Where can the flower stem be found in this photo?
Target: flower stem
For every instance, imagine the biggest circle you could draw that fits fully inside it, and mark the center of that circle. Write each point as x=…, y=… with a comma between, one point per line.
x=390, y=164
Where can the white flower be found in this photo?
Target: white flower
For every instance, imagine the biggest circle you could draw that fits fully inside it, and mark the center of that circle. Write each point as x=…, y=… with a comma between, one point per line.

→ Short exercise
Convert every line of the items above into a numbered list, omitting any blank lines.

→ Exercise solution
1. Where can the flower stem be found in this photo?
2. Target: flower stem
3. For every instance, imagine the biggest circle you could draw that fits fully inside it, and mark the center of that circle. Write each point as x=…, y=… with a comma between, one point per line.
4. x=390, y=164
5. Where can the white flower be found in this photo?
6. Target: white flower
7. For every instance, imagine the biggest circle you could draw that fits fully inside it, and mark the center of that circle. Write each point as x=…, y=… with a comma between, one point per line.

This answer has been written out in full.